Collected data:
+++

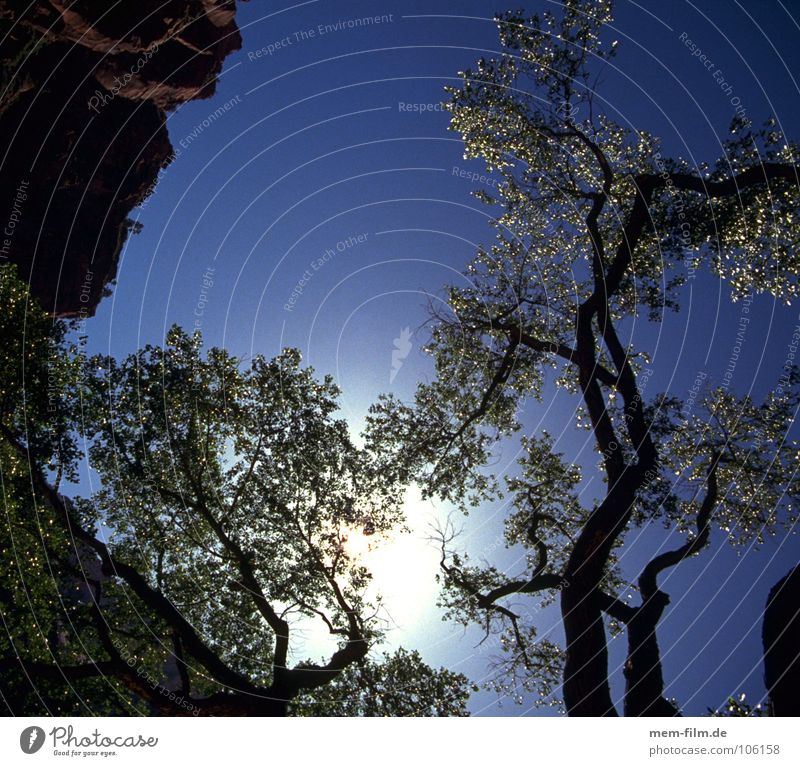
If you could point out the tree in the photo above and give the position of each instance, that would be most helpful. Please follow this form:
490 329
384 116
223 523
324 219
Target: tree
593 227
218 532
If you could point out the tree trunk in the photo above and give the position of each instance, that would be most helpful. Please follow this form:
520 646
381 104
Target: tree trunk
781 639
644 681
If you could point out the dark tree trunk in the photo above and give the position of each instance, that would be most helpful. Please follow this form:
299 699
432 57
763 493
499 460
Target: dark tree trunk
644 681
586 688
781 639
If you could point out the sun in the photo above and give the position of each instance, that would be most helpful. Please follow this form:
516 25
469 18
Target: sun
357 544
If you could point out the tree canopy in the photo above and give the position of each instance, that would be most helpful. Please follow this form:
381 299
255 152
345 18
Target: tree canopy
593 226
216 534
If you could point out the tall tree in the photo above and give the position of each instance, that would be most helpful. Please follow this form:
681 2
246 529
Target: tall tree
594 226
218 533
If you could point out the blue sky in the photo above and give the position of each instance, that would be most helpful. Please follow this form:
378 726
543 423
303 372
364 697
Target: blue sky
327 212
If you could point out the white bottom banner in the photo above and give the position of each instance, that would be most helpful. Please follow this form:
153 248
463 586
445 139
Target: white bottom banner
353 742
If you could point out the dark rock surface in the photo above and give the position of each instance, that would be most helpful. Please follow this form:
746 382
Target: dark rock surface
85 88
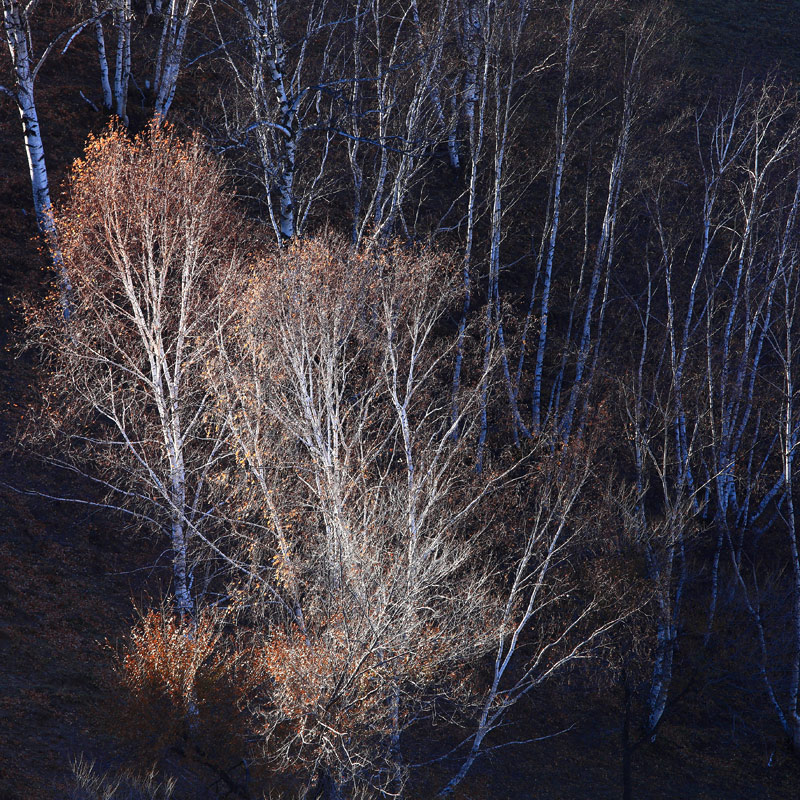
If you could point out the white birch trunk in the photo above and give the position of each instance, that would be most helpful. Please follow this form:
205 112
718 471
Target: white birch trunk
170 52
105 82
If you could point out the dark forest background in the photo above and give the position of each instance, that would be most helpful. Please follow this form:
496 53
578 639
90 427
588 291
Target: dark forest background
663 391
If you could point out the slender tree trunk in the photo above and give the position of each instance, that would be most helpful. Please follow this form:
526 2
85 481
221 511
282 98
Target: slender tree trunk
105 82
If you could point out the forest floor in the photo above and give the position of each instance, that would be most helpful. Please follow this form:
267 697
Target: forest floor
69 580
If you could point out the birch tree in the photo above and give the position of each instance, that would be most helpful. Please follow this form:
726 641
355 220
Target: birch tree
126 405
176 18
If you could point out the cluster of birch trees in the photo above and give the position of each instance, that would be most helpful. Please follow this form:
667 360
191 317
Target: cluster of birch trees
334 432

+++

Copy the records above precisely, and leave every image out of the copy.

If you could point out the tree in the photo above and give the position of each instance, that would be most helpful. Please follow this form:
490 329
384 116
223 523
324 219
Target: tree
593 227
218 532
If you could point out the tree trunk in the photo above and give the position of each instance, that would be most helpful. Please follow this form:
520 646
381 104
Target: tree trunk
781 639
644 681
If you could point out the dark tree trunk in the photo above and give the position of each instance, that would be most helpful. Please follow this form:
299 699
432 57
763 493
499 460
Target: dark tree trunk
644 681
586 688
781 639
If you could point out the sun in the photo above and give the position of each instance, that would be most helpful. Please follow this form:
516 25
469 18
Target: sun
357 544
If you could point out the tree canopy in the photo above and give the position of each instance, that would be most helpful. Please follow this form:
381 299
255 152
345 18
Target: tree canopy
593 226
216 534
If you could point out the tall tree in the photo above and give the position of each instance, that would be most helpful. Please follow this form:
681 2
246 529
Target: tall tree
594 226
218 533
If you could point out the blue sky in the photo above and give the position of each instance, that would be most helpful. Please follow this form:
378 726
543 423
303 372
364 697
Target: blue sky
327 212
If you could point out the white bottom banner in the photo above and give the position of each instance, that would be most helpful. Please follow this form:
153 248
463 586
445 139
Target: white bottom banner
353 742
If you could point out the dark rock surface in the photo above and give the position of each instance, that would be most helpful. Please follow this form:
746 382
Target: dark rock surface
85 88
If you could point out the white birch trunk in the photo above and give the position of each instance, that would be most helpful. Please follow this form:
205 112
718 471
Target: white birch trunk
170 52
105 82
If you could point out the dark forest background in the photo above and give the position of each instance, that would be most helpful. Please follow this form:
496 53
578 639
90 427
588 291
Target: dark forest background
663 391
If you could point out the slender tree trunk in the photo above and give the position of each instance, that would be most helpful. Please follow this form:
526 2
85 481
221 511
282 98
Target: slender tree trunk
105 82
If you could point out the forest floor in the photo above and give the position of each instance, that would be most helpful. Please follow this form:
267 697
Target: forest floor
69 580
If you could point out the birch tree in the photo above and give the position of each instance, that would be most helpful. Please follow this form:
726 641
355 220
Target: birch tree
126 405
176 18
If you could point out the cluster of birch trees in the photo above and give the position of each instance, that would be most helpful. Please follow this form:
667 360
191 317
Target: cluster of birch trees
334 432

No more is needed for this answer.